= Цель задания 1 =
Кто, согласно фрагменту о чешском кризисе, возглавил беспартийное правительство после отставки прежнего?
= Цель задания 2 =
Перепечатайте без изменений строки записей от строки, содержащей «Regarding the front turn», до строки, содержащей «[188,152,480,226]», включая обе. Других строк не добавляйте.

= Фрагмент текста =
• • • • • • •

События шли своим чередом так, как будто Советской России не существовало.
Впоследствии мы дорого поплатились за это.
Униженное англо-французскими предложениями чешское правительство вышло
в отставку. Было создано беспартийное правительство во главе с генералом
Сыровы, который во время первой мировой войны командовал чешскими легионами
в Сибири. 22 сентября президент Бенеш обратился по радио к чешскому народу с
исполненным достоинства призывом к спокойствию. В то самое время, когда
Бенеш готовился к выступлению, Чемберлен летел на второе свидание с
Гитлером, на этот раз в Годесберге, в Рейнской области. Английский
премьер-министр вез с собой как основу для окончательных переговоров с
фюрером детальные англо-французские предложения, принятые чешским
правительством. Он встретился с Гитлером в том самом отеле в Годесберге,
откуда Гитлер поспешно выехал четырьмя годами раньше, чтобы расправиться с
Ремом. С самого начала Чемберлен понял, что ему приходится иметь дело с тем,
что он назвал "совершенно неожиданной ситуацией". По возвращении он так
рассказал палате общин об этой сцене:
"Я надеялся, что по возвращении в Годесберг мне нужно будет лишь
спокойно обсудить с ним привезенные мной предложения. Я был глубоко
потрясен, когда в начале беседы мне сказали, что эти предложения неприемлемы
и что они будут заменены такими новыми предложениями, каких я вовсе не имел
в виду..."

• • • • • • •

= Исходные материалы =
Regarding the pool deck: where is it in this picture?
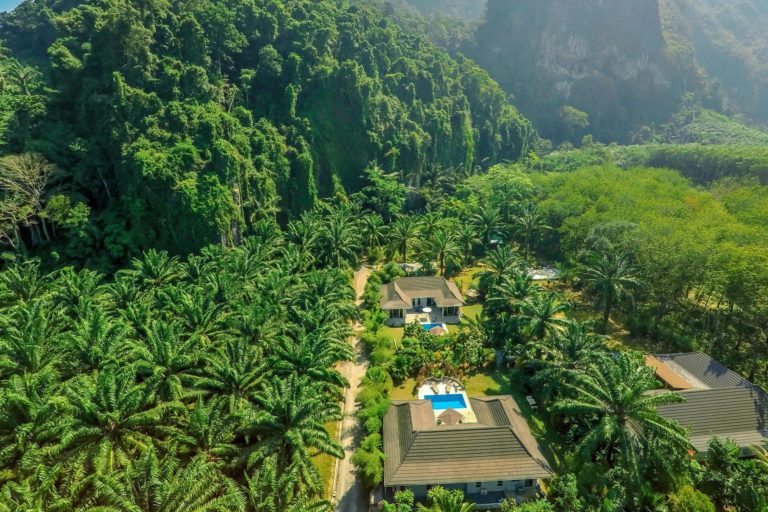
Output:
[418,381,477,423]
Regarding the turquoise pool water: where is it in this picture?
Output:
[424,394,467,411]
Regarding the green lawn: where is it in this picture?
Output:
[390,370,562,467]
[389,379,417,400]
[451,266,483,293]
[379,326,403,343]
[461,304,483,319]
[464,370,511,396]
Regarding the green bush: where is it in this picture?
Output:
[351,434,384,491]
[547,473,584,512]
[501,499,556,512]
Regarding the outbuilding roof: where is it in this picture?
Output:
[654,352,752,389]
[380,276,464,309]
[646,352,768,451]
[384,396,552,486]
[659,386,768,451]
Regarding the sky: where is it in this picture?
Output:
[0,0,21,11]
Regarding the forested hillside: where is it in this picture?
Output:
[390,0,768,143]
[0,0,535,265]
[466,0,702,142]
[660,0,768,125]
[0,0,768,512]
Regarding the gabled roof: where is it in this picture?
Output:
[384,396,552,486]
[654,352,752,389]
[645,356,693,391]
[380,276,464,309]
[646,352,768,451]
[659,386,768,451]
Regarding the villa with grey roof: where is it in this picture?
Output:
[646,352,768,452]
[384,379,552,509]
[380,276,464,327]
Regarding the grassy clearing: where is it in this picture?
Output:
[452,266,483,293]
[389,379,417,400]
[313,421,339,499]
[464,370,511,396]
[379,327,403,343]
[461,304,483,319]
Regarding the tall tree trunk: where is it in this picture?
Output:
[603,293,613,331]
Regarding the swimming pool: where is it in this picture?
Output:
[424,394,467,411]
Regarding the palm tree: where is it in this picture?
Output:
[552,352,691,468]
[0,259,52,304]
[46,367,183,475]
[160,288,228,343]
[427,229,461,276]
[127,321,202,402]
[456,223,482,265]
[519,292,571,340]
[245,456,333,512]
[93,448,245,512]
[486,271,541,313]
[417,486,475,512]
[510,203,552,254]
[194,338,269,413]
[270,332,351,392]
[0,300,64,380]
[749,445,768,473]
[580,250,640,330]
[472,206,504,245]
[126,249,184,292]
[362,213,389,250]
[526,322,608,399]
[285,213,320,268]
[169,398,239,466]
[8,61,40,96]
[241,375,344,491]
[0,369,64,468]
[544,322,608,370]
[389,215,421,261]
[54,268,108,318]
[319,209,362,268]
[478,245,520,297]
[66,309,129,373]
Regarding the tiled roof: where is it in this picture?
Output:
[380,276,464,309]
[655,352,752,389]
[384,396,552,486]
[659,386,768,451]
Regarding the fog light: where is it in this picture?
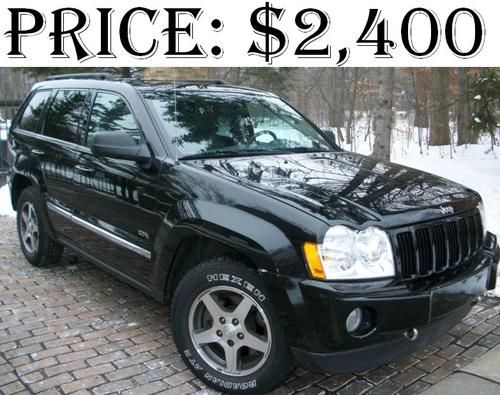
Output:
[345,307,363,333]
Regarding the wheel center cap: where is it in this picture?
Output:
[222,324,236,339]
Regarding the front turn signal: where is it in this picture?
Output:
[303,242,326,280]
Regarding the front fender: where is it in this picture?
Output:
[150,201,306,296]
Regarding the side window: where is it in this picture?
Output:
[17,91,51,133]
[44,90,88,143]
[87,92,141,145]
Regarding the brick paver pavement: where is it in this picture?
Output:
[0,218,500,395]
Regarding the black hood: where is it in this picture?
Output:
[188,152,480,226]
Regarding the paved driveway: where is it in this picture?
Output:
[0,217,500,395]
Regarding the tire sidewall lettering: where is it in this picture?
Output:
[207,273,266,303]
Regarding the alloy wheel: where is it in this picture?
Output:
[189,286,272,376]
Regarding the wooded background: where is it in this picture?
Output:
[0,67,500,160]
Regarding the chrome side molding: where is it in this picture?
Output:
[47,202,151,259]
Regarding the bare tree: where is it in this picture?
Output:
[457,67,477,145]
[429,67,450,145]
[373,67,395,160]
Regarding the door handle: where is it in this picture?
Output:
[75,165,94,174]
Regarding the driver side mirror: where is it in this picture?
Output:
[90,132,151,166]
[322,129,338,145]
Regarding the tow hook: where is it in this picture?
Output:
[403,328,418,342]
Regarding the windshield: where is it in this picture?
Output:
[144,91,334,158]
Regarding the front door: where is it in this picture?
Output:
[40,90,90,240]
[70,92,161,283]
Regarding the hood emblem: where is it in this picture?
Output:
[439,206,455,214]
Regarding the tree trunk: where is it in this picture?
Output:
[429,67,450,145]
[372,67,395,161]
[457,67,477,146]
[346,67,359,151]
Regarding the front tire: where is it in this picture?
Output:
[172,258,293,394]
[17,187,64,266]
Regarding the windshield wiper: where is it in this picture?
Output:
[180,147,329,160]
[179,149,276,160]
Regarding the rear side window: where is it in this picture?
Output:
[87,92,141,145]
[17,91,51,133]
[44,90,88,143]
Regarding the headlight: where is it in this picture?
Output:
[477,201,486,234]
[304,225,395,280]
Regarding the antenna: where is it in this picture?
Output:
[174,76,179,163]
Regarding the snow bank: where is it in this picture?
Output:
[0,185,16,217]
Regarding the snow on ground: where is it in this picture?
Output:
[0,185,16,217]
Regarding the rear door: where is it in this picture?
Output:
[70,91,161,282]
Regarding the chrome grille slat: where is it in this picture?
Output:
[395,212,483,280]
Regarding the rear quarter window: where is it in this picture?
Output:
[44,90,88,144]
[17,91,52,133]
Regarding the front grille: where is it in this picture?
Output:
[394,213,483,280]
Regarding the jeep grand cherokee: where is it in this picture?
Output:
[5,75,499,393]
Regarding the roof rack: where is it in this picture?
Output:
[46,73,226,85]
[47,73,118,81]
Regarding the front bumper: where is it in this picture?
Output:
[292,230,500,373]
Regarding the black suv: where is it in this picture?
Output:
[5,75,499,393]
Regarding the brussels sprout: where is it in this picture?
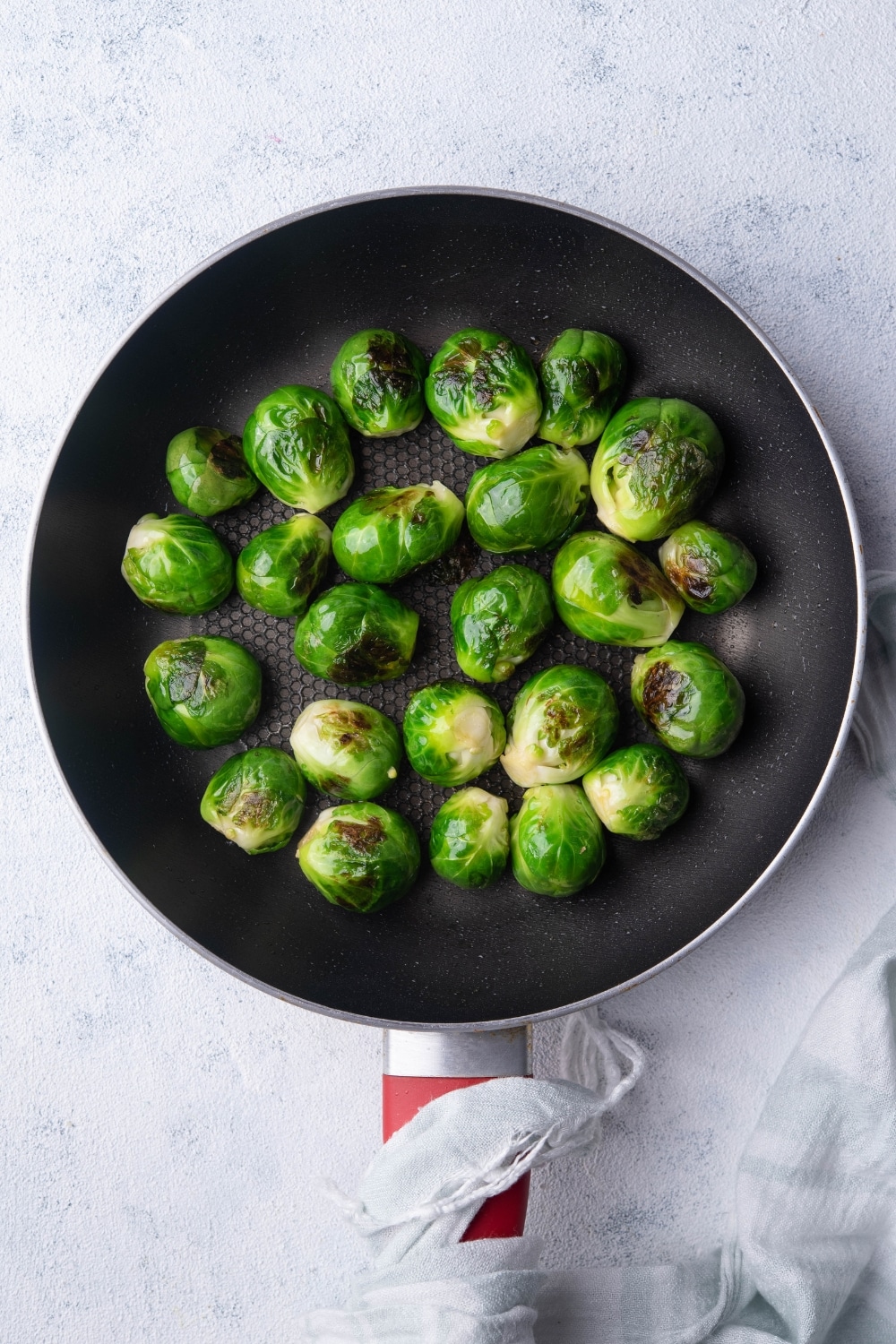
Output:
[199,747,305,854]
[333,481,463,583]
[165,425,258,518]
[511,784,606,897]
[466,444,589,556]
[659,523,756,616]
[403,682,506,789]
[237,513,331,616]
[289,701,401,803]
[296,583,420,685]
[452,564,554,682]
[591,397,726,542]
[426,327,541,457]
[538,327,626,448]
[121,513,234,616]
[501,664,619,789]
[582,744,691,840]
[329,328,426,438]
[143,634,262,747]
[298,803,420,916]
[552,532,685,648]
[430,789,511,887]
[243,386,355,513]
[632,640,745,757]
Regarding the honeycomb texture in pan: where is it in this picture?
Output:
[194,418,649,838]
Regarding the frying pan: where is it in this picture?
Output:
[28,188,864,1029]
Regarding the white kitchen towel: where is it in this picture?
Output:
[853,570,896,801]
[299,910,896,1344]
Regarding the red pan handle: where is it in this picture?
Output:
[383,1027,532,1242]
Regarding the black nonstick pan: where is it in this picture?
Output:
[28,188,864,1027]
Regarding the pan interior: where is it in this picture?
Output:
[30,194,858,1024]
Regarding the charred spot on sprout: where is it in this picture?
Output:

• • • • • • •

= Письменный ответ 1 =
Генерал Сыровы, командовавший в первую мировую войну чешскими легионами в Сибири.

= Письменный ответ 2 =
Regarding the front turn signal: where is it in this picture?
Output:
[303,242,326,280]
Regarding the front fender: where is it in this picture?
Output:
[150,201,306,296]
Regarding the side window: where is it in this picture?
Output:
[17,91,51,133]
[44,90,88,143]
[87,92,141,145]
Regarding the brick paver pavement: where is it in this picture?
Output:
[0,218,500,395]
Regarding the black hood: where is it in this picture?
Output:
[188,152,480,226]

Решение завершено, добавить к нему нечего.